[Excerpts from point annotation data]:
******************************

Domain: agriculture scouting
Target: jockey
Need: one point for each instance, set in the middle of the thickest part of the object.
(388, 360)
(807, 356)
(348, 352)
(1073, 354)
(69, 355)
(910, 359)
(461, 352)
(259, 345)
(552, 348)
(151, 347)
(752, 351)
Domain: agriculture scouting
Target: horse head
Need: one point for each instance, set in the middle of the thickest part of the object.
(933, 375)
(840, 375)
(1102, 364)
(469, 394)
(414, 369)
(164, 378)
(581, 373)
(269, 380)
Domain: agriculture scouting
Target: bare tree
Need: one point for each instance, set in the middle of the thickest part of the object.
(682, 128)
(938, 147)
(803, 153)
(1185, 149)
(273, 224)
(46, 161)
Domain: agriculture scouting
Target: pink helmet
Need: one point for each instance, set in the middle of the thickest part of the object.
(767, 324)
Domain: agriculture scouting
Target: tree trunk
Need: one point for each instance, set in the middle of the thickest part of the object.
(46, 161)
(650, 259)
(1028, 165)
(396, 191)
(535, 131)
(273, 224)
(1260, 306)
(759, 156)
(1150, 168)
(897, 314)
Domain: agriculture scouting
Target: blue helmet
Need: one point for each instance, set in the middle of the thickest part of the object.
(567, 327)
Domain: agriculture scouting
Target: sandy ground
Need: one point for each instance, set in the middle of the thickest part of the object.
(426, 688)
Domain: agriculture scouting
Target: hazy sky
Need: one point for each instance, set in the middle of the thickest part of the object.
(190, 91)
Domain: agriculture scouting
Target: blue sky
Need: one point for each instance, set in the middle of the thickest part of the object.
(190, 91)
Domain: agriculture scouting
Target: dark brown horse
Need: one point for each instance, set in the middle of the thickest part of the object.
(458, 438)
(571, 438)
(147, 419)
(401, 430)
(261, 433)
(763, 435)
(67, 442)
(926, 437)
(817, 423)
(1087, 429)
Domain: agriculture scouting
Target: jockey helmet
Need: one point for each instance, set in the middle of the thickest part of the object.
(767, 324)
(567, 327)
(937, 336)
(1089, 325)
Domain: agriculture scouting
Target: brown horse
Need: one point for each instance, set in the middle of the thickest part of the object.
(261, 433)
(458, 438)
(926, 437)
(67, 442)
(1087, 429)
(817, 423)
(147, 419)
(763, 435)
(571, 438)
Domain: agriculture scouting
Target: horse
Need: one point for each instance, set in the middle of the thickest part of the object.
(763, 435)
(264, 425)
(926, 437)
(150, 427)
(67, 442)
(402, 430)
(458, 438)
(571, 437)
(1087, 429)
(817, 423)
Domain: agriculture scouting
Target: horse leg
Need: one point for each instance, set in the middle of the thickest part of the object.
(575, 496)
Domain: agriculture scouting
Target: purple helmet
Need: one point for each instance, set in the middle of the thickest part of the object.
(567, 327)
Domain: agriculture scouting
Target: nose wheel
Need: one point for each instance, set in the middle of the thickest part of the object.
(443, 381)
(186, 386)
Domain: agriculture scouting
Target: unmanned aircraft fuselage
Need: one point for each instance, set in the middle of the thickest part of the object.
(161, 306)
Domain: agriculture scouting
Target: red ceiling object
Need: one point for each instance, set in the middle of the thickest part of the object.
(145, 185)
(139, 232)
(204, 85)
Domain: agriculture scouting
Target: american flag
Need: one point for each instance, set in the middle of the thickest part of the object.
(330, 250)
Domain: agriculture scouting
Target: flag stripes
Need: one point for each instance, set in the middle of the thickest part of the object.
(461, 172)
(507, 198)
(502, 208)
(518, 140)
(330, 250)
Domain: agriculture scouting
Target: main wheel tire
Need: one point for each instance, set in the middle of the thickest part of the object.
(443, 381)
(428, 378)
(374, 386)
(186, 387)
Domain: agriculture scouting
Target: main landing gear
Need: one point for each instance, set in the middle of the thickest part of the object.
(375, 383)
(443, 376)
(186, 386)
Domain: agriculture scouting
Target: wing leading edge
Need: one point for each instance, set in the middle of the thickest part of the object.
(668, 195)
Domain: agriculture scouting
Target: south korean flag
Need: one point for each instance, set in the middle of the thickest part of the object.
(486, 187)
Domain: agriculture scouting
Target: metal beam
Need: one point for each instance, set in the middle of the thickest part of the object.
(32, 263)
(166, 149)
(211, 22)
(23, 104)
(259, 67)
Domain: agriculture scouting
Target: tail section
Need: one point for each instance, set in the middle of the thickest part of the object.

******************************

[Short problem]: Edit all the rows above, swapping "thickest part" for "widest part" wherever it occurs, and write them out again with nothing else changed.

[The output]:
Domain: agriculture scouting
Target: jockey
Need: one point for each instance, set in the middle of the widest part of the object.
(388, 360)
(807, 356)
(348, 352)
(1073, 354)
(69, 355)
(910, 359)
(461, 352)
(259, 345)
(552, 348)
(151, 347)
(752, 351)
Domain: agriculture scouting
Target: horse head
Need: one point for each instance, set in the middle of the widest part of the object.
(933, 375)
(840, 375)
(1102, 364)
(469, 394)
(414, 369)
(164, 378)
(581, 373)
(269, 380)
Domain: agriculture scouting
Target: bare tree
Need: one point for each instance, set in the middle of the widest part of the object.
(682, 128)
(938, 147)
(803, 153)
(1185, 149)
(273, 224)
(46, 161)
Domain: agriculture scouting
Target: pink helmet
Need: one point for each instance, set in the middle of the widest part of the object.
(767, 324)
Domain: agriculture scouting
Target: tree trunk
Need: one point for each instance, set in the middle of the widest part of the object.
(46, 161)
(650, 259)
(1028, 165)
(396, 191)
(535, 131)
(273, 224)
(1260, 306)
(759, 156)
(1150, 168)
(897, 314)
Domain: agriculture scouting
Target: blue helmet
Need: one point for each instance, set in the middle of the widest part of the object.
(567, 327)
Domain: agriculture scouting
Target: sandy ground
Need: one point for each instance, set in the middle of the widest part of the object.
(426, 688)
Domain: agriculture scouting
Target: hazy sky
Need: one point for each instance, set in the middle of the widest part of the object.
(190, 91)
Domain: agriculture scouting
Target: blue sky
Need: one point for each instance, set in the middle of the widest part of the object.
(190, 91)
Domain: agriculture scouting
Target: dark brown horse
Need: one point for each instance, set in the middle of the widest part of the object.
(458, 438)
(571, 438)
(147, 419)
(401, 430)
(261, 433)
(763, 435)
(67, 442)
(926, 437)
(817, 423)
(1087, 429)
Domain: agriculture scouting
Target: jockey helmet
Need: one point for each instance, set in the middle of the widest part of the object.
(767, 324)
(567, 327)
(937, 336)
(1089, 325)
Domain: agriculture scouting
Target: brown horse
Need: one point for each instance, set in the middle of the widest part of the object.
(261, 433)
(458, 438)
(926, 437)
(67, 442)
(1087, 429)
(817, 423)
(147, 419)
(763, 435)
(571, 438)
Domain: agriculture scouting
Target: horse
Need: one point for each instance, set in the middle of the widest part of the object.
(763, 435)
(264, 425)
(926, 437)
(150, 427)
(67, 442)
(402, 430)
(458, 438)
(571, 437)
(1087, 429)
(817, 423)
Domain: agriculture scouting
Target: horse leg
Need: one point for each instance, set in the middle of the widest part of the object.
(575, 496)
Domain: agriculture scouting
Target: purple helmet
Need: one point for each instance, set in the middle of the widest part of the object.
(567, 327)
Domain: agriculture scouting
Target: nose wheel
Need: one point for each instance, set in the middle of the widest part of the object.
(443, 381)
(186, 386)
Domain: agriculture scouting
Target: unmanned aircraft fuselage
Need: one point for each instance, set in the middle of the widest part of the object.
(161, 306)
Domain: agriculture scouting
Target: red ceiling object
Need: one point for each instance, set in the middle of the widest part of the object.
(145, 185)
(139, 232)
(204, 85)
Domain: agriculture scouting
Target: american flag
Need: one point for each instance, set in the middle of the widest part of the object.
(330, 250)
Domain: agriculture scouting
Target: flag stripes
Need: one point for each instance, set in the middle of the widest part of the object.
(461, 172)
(507, 198)
(502, 208)
(518, 140)
(330, 250)
Domain: agriculture scouting
Target: main wheel tire
Need: one point for each instance, set in the middle of the widest part of the object.
(443, 381)
(428, 378)
(374, 386)
(186, 387)
Domain: agriculture scouting
Target: main landing gear
Need: one point for each instance, set in the middle of the widest part of the object.
(375, 383)
(443, 376)
(186, 386)
Domain: agriculture scouting
Target: wing leading edge
Need: one point for each instance, set in the middle of the widest part of the object.
(668, 195)
Domain: agriculture scouting
Target: south korean flag
Need: one point for each instance, set in the middle of the widest part of the object.
(486, 187)
Domain: agriculture scouting
Target: metal beam
Need: one point for each instance, set in the middle of the widest part of the object.
(32, 263)
(166, 149)
(211, 22)
(23, 104)
(259, 67)
Domain: agriculture scouting
Target: tail section
Need: one point for each instance, set in the middle of the widest part of the object.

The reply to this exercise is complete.